TASK INSTRUCTIONS> Only the lines starting at the one that contains "Q: Tag each instance of the fence post" and running to the end should be repeated, exactly as written.

++++++++++

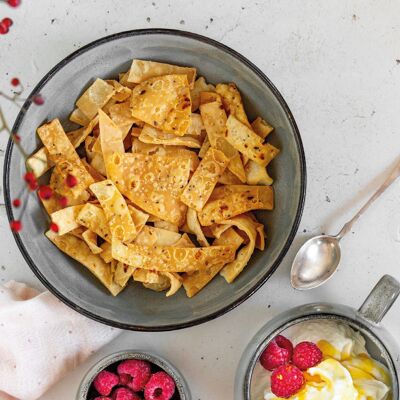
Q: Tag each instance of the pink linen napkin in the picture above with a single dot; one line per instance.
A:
(41, 340)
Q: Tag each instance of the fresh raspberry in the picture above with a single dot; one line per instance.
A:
(4, 28)
(134, 374)
(278, 352)
(286, 381)
(71, 181)
(45, 192)
(16, 225)
(38, 99)
(63, 201)
(160, 387)
(54, 227)
(104, 382)
(16, 203)
(14, 3)
(306, 355)
(124, 394)
(8, 22)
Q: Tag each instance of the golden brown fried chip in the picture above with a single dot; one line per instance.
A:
(204, 179)
(249, 143)
(154, 183)
(90, 238)
(231, 200)
(154, 136)
(261, 127)
(200, 85)
(95, 97)
(142, 70)
(116, 210)
(197, 280)
(194, 226)
(62, 152)
(171, 259)
(232, 101)
(164, 103)
(214, 119)
(79, 251)
(66, 219)
(234, 268)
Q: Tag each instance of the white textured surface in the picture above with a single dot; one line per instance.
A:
(337, 63)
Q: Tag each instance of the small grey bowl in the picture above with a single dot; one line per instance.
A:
(181, 385)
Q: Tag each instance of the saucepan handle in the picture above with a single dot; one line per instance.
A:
(381, 298)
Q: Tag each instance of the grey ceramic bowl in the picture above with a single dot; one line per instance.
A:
(181, 386)
(138, 308)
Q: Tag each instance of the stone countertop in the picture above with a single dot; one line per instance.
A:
(337, 64)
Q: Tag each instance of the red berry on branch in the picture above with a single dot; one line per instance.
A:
(3, 28)
(63, 201)
(30, 179)
(7, 22)
(14, 3)
(16, 203)
(16, 225)
(45, 192)
(38, 99)
(71, 181)
(15, 81)
(54, 227)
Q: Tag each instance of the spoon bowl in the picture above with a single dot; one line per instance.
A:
(315, 262)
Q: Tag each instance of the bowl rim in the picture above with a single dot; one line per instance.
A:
(300, 206)
(122, 355)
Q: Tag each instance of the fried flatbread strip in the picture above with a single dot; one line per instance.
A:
(171, 259)
(40, 162)
(234, 268)
(150, 236)
(79, 117)
(204, 147)
(155, 136)
(122, 274)
(154, 183)
(160, 150)
(256, 174)
(232, 101)
(78, 250)
(93, 218)
(261, 127)
(231, 200)
(62, 153)
(112, 146)
(214, 119)
(90, 239)
(197, 280)
(151, 279)
(163, 102)
(142, 70)
(122, 92)
(204, 179)
(95, 97)
(116, 210)
(200, 85)
(194, 226)
(106, 252)
(248, 142)
(66, 219)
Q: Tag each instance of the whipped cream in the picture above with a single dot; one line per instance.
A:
(346, 372)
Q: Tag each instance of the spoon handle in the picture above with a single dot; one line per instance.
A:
(395, 173)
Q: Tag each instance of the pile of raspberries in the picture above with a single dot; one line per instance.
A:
(287, 364)
(132, 380)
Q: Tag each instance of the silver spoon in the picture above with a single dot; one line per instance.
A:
(319, 257)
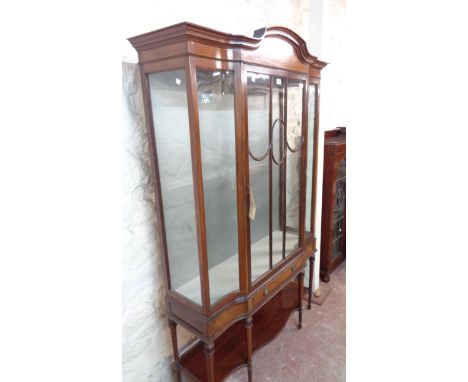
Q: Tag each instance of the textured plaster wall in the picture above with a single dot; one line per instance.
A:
(327, 39)
(146, 353)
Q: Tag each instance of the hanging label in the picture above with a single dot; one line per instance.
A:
(252, 208)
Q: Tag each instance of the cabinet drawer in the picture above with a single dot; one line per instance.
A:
(273, 285)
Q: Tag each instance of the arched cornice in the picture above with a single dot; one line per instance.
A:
(192, 32)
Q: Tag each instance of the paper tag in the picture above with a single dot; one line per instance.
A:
(252, 208)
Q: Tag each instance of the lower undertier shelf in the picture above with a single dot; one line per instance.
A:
(230, 348)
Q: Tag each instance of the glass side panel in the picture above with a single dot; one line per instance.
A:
(310, 157)
(258, 87)
(171, 127)
(218, 151)
(293, 162)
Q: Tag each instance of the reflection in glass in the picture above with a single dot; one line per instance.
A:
(310, 156)
(293, 162)
(258, 86)
(274, 167)
(278, 150)
(218, 151)
(171, 127)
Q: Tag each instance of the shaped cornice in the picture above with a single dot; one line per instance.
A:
(186, 31)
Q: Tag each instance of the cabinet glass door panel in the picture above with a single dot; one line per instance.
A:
(258, 86)
(310, 156)
(172, 135)
(275, 142)
(278, 109)
(215, 89)
(293, 163)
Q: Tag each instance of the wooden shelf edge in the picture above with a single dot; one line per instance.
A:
(230, 348)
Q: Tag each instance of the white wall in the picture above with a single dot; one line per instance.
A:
(327, 41)
(146, 353)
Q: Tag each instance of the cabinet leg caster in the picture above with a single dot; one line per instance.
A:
(175, 349)
(248, 341)
(325, 278)
(311, 273)
(300, 297)
(209, 357)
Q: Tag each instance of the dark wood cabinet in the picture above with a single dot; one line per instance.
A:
(333, 238)
(232, 124)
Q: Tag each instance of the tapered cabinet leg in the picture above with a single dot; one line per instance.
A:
(300, 297)
(175, 349)
(209, 356)
(248, 341)
(311, 274)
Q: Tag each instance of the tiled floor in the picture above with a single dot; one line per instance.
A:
(315, 353)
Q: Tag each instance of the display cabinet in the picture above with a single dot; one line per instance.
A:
(232, 125)
(333, 237)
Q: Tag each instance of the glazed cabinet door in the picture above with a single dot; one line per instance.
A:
(216, 117)
(275, 110)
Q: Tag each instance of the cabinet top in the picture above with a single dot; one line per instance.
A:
(189, 38)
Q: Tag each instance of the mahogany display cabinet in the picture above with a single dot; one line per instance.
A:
(333, 237)
(232, 124)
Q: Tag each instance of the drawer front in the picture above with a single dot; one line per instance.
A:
(273, 285)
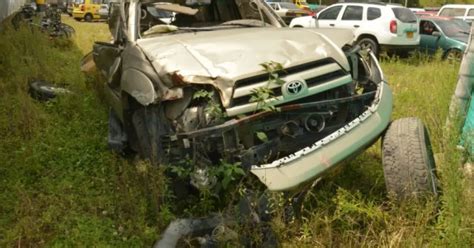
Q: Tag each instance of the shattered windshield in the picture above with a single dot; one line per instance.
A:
(172, 16)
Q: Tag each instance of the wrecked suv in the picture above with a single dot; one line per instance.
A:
(228, 81)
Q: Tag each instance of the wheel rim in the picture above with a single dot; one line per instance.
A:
(366, 45)
(454, 55)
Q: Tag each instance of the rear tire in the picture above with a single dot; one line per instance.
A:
(369, 43)
(407, 159)
(88, 18)
(453, 55)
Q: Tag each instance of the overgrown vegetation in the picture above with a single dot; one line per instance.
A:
(61, 186)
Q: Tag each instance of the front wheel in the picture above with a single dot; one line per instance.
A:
(147, 127)
(88, 18)
(407, 159)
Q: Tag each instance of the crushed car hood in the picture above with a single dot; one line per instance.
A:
(222, 57)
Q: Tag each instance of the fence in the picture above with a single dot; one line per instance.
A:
(7, 7)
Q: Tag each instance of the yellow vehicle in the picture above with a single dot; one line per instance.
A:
(302, 4)
(40, 4)
(89, 10)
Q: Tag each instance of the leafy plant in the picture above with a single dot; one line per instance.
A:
(262, 95)
(213, 107)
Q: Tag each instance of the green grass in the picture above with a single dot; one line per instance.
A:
(60, 186)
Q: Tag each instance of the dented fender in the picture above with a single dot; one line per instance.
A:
(139, 86)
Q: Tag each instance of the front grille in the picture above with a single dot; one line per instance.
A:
(319, 76)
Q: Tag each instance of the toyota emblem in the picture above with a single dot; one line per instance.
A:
(294, 87)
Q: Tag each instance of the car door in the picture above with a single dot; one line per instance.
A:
(328, 17)
(429, 36)
(351, 17)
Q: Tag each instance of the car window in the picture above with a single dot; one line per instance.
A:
(452, 12)
(330, 14)
(373, 13)
(404, 15)
(353, 13)
(288, 5)
(427, 27)
(471, 12)
(453, 28)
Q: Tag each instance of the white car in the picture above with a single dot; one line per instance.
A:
(287, 10)
(375, 26)
(460, 11)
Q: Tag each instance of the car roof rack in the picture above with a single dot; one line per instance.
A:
(368, 2)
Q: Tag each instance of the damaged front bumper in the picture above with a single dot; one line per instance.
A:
(311, 162)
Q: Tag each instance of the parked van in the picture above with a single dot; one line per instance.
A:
(460, 11)
(89, 10)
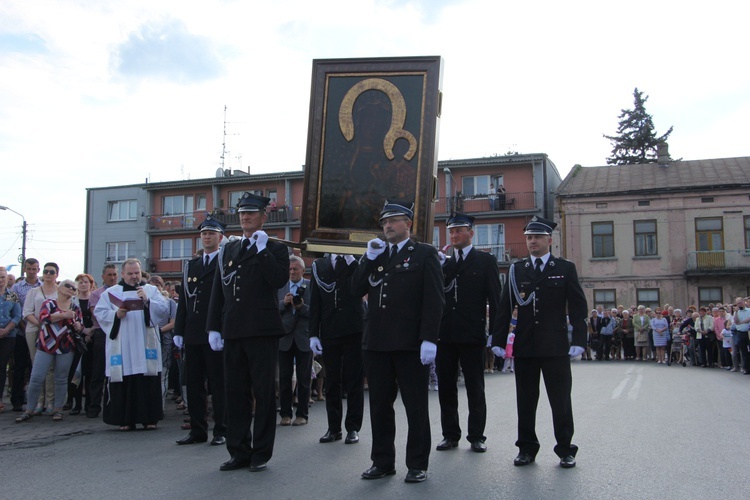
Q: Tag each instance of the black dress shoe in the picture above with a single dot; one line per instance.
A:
(330, 437)
(415, 476)
(478, 446)
(568, 462)
(190, 439)
(523, 458)
(260, 466)
(376, 472)
(446, 444)
(234, 464)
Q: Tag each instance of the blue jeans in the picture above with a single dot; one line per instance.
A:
(42, 362)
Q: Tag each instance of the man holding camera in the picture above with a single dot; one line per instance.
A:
(294, 306)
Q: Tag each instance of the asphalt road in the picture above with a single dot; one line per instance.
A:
(644, 431)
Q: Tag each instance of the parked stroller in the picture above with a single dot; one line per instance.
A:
(678, 351)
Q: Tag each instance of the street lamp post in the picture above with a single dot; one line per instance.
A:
(23, 241)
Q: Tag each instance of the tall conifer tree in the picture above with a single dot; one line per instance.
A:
(636, 139)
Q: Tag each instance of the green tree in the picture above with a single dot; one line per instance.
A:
(636, 139)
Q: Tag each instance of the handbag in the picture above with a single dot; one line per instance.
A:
(78, 341)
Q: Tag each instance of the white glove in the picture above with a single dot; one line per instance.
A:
(575, 351)
(215, 340)
(498, 351)
(442, 256)
(375, 247)
(261, 240)
(315, 345)
(427, 352)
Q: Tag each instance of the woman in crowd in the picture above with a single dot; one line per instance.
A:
(32, 307)
(660, 329)
(85, 284)
(10, 316)
(55, 344)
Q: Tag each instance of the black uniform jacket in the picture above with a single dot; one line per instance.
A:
(542, 328)
(405, 298)
(243, 303)
(469, 288)
(192, 305)
(334, 311)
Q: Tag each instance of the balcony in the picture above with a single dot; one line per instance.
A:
(183, 222)
(718, 262)
(481, 203)
(505, 253)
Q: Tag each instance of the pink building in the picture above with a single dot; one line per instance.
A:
(675, 232)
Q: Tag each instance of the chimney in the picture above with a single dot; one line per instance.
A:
(662, 154)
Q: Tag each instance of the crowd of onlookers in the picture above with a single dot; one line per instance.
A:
(41, 317)
(715, 335)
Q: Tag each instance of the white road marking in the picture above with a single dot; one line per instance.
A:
(633, 393)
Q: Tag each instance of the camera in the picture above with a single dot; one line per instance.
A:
(297, 299)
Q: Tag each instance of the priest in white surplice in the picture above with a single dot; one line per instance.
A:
(133, 351)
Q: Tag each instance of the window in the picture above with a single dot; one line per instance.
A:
(118, 251)
(605, 298)
(477, 185)
(122, 210)
(709, 295)
(200, 202)
(492, 237)
(645, 237)
(603, 239)
(709, 234)
(176, 249)
(648, 297)
(178, 205)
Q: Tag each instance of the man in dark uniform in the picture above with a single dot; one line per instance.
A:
(336, 324)
(294, 347)
(244, 313)
(404, 284)
(472, 283)
(202, 364)
(543, 288)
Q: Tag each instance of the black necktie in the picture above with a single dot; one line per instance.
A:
(340, 265)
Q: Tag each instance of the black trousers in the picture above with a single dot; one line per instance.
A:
(472, 365)
(204, 373)
(250, 371)
(558, 382)
(344, 375)
(95, 383)
(21, 363)
(389, 372)
(743, 343)
(287, 361)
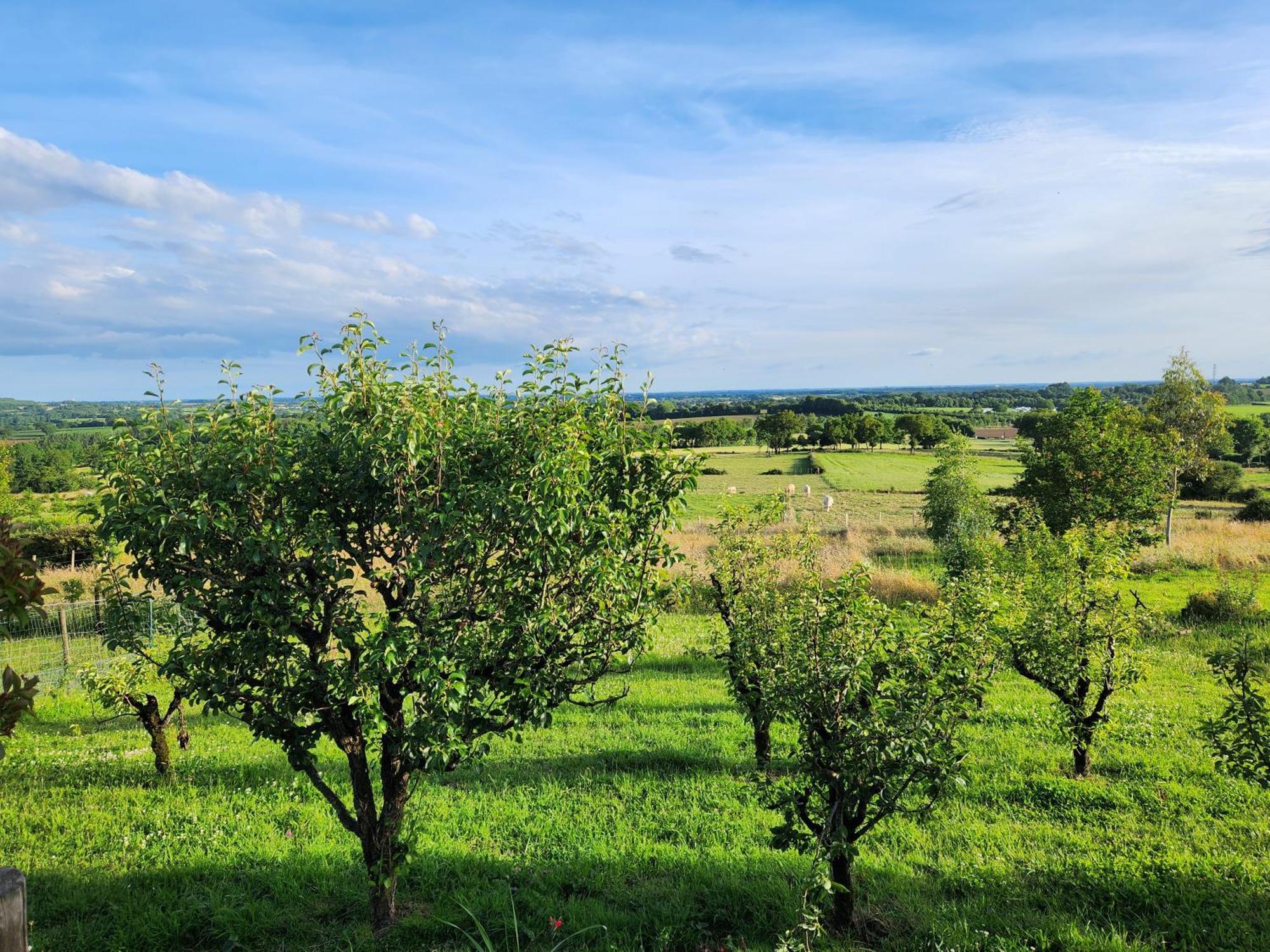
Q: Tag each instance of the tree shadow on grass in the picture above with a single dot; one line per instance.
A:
(200, 774)
(686, 664)
(1057, 909)
(321, 903)
(647, 901)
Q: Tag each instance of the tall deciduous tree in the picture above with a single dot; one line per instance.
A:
(21, 593)
(879, 699)
(1188, 414)
(410, 568)
(958, 515)
(1095, 463)
(1073, 630)
(778, 430)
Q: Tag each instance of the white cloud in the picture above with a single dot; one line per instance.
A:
(420, 227)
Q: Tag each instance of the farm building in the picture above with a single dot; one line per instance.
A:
(996, 433)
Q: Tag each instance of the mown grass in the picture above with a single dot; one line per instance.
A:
(901, 472)
(1248, 409)
(646, 819)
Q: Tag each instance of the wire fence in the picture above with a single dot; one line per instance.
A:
(67, 638)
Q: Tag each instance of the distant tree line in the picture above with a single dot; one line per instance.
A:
(54, 464)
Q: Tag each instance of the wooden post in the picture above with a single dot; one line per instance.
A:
(13, 911)
(67, 638)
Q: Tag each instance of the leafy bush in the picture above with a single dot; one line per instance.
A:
(511, 544)
(758, 605)
(879, 699)
(1230, 601)
(1222, 482)
(17, 697)
(1073, 629)
(1257, 511)
(1241, 733)
(57, 544)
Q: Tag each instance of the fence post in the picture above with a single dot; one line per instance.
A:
(67, 638)
(13, 911)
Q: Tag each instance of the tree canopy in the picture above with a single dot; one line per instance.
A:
(410, 568)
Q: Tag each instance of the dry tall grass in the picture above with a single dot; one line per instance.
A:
(1211, 544)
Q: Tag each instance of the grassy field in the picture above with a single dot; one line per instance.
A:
(646, 819)
(1248, 409)
(900, 472)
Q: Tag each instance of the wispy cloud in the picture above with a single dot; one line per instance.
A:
(981, 182)
(695, 256)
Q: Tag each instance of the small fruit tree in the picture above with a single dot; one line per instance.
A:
(1073, 629)
(410, 567)
(756, 577)
(126, 685)
(21, 593)
(879, 697)
(1240, 733)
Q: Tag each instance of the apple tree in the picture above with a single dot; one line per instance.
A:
(406, 565)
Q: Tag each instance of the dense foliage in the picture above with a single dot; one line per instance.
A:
(1097, 463)
(1241, 732)
(958, 516)
(1187, 414)
(1071, 629)
(758, 579)
(879, 699)
(411, 569)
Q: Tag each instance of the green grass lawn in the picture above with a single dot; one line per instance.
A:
(745, 468)
(900, 472)
(646, 819)
(1248, 409)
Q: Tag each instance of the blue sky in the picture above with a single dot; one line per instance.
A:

++++++++++

SOLUTION TO THE PROBLEM>
Q: Tag each instance of the fence post in the picture above with a single dot; one line per instance.
A:
(67, 638)
(13, 911)
Q: Tag each instance of the tree canopy in the picture above with a single dot; one line per instance.
A:
(410, 568)
Q: Tag each instance of the dry tall grass in the picture above with a single dot; one line per instance.
A:
(1211, 544)
Q: Tag each instance of the grassy field in the picture above with a single dot; one line per instance.
A:
(646, 819)
(1248, 409)
(900, 472)
Q: Tag each instance of the wispy cloud in the picture above with a single dot; one line per instance.
A:
(981, 182)
(695, 256)
Q: Tag each instance of the small fruit tree in the picture above with a single dot; one line per instance.
A:
(1073, 629)
(410, 567)
(756, 577)
(126, 685)
(21, 593)
(879, 697)
(1240, 733)
Q: Tag each instance of the apple tree in the picture above with a single dot; one line per instance.
A:
(406, 565)
Q: Tag each instance of the dense foliage in the picture above with a single dot; one line per instance.
A:
(1097, 463)
(1241, 732)
(958, 516)
(1187, 414)
(1071, 629)
(758, 579)
(879, 699)
(411, 569)
Q: Tag each instance of the green grass lawn in the picture above with a single dot; one line per instance.
A:
(745, 468)
(900, 472)
(646, 819)
(1248, 409)
Q: Tag each instance of the blue sky in the picture above with a single dot; one line per instance.
A:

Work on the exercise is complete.